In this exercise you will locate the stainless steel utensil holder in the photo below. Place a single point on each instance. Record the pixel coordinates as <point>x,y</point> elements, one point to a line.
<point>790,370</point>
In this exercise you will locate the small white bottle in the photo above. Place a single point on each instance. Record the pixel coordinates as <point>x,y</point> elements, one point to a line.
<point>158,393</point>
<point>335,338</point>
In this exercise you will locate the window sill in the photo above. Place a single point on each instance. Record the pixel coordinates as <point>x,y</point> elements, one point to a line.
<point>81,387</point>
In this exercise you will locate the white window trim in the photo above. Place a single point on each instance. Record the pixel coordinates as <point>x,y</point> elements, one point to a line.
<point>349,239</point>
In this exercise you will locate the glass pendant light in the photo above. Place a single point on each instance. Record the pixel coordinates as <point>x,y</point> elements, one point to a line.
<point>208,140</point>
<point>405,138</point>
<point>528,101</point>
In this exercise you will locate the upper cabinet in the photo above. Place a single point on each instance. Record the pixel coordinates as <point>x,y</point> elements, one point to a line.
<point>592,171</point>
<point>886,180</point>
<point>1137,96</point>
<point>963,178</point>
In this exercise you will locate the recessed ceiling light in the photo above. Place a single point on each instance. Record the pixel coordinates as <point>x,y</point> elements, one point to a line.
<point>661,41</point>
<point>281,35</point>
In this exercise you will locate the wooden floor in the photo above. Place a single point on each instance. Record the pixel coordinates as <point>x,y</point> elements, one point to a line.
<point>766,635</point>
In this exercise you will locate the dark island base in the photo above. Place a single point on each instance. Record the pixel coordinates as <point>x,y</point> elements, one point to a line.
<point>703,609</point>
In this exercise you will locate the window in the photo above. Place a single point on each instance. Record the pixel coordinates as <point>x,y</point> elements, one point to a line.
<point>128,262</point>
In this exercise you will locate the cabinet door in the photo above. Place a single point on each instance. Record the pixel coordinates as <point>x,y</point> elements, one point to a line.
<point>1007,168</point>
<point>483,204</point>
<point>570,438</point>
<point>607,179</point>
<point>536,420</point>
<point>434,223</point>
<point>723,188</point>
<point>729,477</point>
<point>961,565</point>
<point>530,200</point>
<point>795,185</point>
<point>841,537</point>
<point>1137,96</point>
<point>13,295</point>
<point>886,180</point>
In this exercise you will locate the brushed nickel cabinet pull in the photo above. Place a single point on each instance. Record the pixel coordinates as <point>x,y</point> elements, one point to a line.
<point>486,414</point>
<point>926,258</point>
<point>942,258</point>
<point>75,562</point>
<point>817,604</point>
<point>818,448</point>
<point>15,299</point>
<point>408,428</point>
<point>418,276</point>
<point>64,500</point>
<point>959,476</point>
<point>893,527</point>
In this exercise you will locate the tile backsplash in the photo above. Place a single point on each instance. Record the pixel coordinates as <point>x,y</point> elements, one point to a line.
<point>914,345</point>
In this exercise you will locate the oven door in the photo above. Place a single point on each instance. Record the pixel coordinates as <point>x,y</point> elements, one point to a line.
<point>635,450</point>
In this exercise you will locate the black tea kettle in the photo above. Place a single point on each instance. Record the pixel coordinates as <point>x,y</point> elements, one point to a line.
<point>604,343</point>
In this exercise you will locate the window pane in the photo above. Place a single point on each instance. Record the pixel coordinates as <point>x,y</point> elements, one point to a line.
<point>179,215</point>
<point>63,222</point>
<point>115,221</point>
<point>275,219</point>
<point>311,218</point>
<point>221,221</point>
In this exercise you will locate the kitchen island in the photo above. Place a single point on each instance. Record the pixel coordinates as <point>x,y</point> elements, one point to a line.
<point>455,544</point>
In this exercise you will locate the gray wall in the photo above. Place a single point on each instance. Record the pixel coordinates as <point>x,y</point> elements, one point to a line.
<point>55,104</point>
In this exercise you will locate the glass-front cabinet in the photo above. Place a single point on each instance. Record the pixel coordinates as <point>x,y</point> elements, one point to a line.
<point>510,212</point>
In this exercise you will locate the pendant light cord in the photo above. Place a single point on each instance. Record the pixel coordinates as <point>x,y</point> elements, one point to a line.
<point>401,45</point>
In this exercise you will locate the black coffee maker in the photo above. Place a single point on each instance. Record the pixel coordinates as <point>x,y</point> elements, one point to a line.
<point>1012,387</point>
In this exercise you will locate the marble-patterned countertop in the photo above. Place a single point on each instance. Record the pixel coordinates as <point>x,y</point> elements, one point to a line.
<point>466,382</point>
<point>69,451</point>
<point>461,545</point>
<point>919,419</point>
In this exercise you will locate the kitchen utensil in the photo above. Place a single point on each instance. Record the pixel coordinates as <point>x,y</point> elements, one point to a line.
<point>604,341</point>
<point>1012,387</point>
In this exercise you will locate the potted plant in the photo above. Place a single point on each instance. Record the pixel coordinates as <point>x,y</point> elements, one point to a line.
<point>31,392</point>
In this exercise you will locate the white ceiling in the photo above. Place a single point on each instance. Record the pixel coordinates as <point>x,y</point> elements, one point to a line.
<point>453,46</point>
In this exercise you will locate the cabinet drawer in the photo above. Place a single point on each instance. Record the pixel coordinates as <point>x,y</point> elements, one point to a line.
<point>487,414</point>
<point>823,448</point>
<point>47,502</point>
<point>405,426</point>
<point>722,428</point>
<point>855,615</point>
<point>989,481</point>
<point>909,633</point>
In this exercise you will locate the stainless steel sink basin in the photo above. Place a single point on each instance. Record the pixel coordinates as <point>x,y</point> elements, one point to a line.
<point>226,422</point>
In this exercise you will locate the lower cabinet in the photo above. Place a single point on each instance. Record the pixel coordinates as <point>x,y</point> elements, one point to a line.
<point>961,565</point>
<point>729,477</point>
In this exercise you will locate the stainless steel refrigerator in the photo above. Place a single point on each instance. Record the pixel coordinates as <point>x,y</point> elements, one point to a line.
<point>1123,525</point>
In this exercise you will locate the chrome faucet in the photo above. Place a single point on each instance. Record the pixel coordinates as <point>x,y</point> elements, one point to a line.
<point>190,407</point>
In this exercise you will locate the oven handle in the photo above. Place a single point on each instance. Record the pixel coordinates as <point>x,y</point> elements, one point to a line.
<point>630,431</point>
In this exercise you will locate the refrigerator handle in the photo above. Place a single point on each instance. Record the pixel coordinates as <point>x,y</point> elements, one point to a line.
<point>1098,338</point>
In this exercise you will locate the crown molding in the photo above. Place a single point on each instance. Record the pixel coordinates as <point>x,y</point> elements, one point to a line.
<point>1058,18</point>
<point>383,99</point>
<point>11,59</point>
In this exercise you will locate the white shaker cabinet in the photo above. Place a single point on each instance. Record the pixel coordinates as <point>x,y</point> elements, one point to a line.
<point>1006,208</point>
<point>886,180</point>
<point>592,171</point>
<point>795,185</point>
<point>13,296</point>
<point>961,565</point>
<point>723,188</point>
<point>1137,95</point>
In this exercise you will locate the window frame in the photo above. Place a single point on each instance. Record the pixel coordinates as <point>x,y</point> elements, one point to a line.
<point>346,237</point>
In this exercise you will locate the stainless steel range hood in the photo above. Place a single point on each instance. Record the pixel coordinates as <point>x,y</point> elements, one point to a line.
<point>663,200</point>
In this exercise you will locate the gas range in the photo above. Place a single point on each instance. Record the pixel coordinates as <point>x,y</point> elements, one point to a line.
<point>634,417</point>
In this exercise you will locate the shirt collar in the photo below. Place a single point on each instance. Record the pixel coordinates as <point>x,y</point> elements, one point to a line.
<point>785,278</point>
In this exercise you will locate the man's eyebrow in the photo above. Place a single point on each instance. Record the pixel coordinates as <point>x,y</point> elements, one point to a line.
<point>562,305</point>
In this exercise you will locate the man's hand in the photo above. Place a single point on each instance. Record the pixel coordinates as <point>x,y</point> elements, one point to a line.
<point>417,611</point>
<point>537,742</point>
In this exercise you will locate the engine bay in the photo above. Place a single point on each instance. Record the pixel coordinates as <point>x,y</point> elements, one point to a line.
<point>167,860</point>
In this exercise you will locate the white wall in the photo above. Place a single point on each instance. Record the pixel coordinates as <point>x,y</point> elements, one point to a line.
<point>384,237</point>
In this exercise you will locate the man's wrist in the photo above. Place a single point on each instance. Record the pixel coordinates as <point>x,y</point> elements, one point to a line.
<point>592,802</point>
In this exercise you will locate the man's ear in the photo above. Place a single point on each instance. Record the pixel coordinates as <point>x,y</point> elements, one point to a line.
----------
Schrijf de gegevens woordelijk over, beginnend bij de eerste regel en eindigend met de regel die "<point>81,387</point>" bevat.

In this exercise you will locate the stainless steel utensil holder in the photo below. Place a single point on each instance. Record the pixel coordinates as <point>x,y</point> elements, one point to a line.
<point>790,370</point>
In this exercise you will locate the small white bottle in the photo above. Place a single point on each instance. Record the pixel coordinates as <point>x,y</point> elements, one point to a line.
<point>158,393</point>
<point>335,338</point>
In this exercise you will locate the window sill in the photo above. Place a single point on each instance. Record the pixel coordinates as <point>x,y</point> elements, one point to a line.
<point>81,387</point>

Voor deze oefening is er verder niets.